(Stored items)
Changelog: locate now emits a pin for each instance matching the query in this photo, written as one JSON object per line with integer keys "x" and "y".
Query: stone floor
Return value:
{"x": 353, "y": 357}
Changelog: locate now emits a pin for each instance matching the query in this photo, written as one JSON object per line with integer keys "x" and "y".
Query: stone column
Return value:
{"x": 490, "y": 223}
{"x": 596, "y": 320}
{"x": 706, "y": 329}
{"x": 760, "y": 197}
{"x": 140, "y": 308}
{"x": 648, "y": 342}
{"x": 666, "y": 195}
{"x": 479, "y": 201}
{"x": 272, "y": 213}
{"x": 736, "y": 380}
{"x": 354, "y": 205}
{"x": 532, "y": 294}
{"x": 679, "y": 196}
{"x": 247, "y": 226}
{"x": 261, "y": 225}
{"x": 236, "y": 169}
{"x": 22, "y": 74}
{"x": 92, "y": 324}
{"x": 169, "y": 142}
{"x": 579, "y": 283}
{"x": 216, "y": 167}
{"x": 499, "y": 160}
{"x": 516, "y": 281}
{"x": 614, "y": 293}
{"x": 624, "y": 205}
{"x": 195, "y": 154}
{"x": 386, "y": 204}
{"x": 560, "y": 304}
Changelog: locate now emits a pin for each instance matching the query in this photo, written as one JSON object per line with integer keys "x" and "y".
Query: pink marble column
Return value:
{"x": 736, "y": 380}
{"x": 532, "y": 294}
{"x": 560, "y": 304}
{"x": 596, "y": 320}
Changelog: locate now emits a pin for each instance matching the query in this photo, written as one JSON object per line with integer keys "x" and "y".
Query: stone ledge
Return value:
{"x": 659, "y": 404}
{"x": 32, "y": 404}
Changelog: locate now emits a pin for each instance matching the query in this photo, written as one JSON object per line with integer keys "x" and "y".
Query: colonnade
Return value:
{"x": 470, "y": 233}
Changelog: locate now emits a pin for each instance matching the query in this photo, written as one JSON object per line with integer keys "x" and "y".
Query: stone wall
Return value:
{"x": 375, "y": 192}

● **TASK ITEM**: Reproduce each line of the records in which the string "stone" appears.

● **WORKED SOLUTION**:
Query: stone floor
Query: stone column
Query: stone ledge
Query: stone wall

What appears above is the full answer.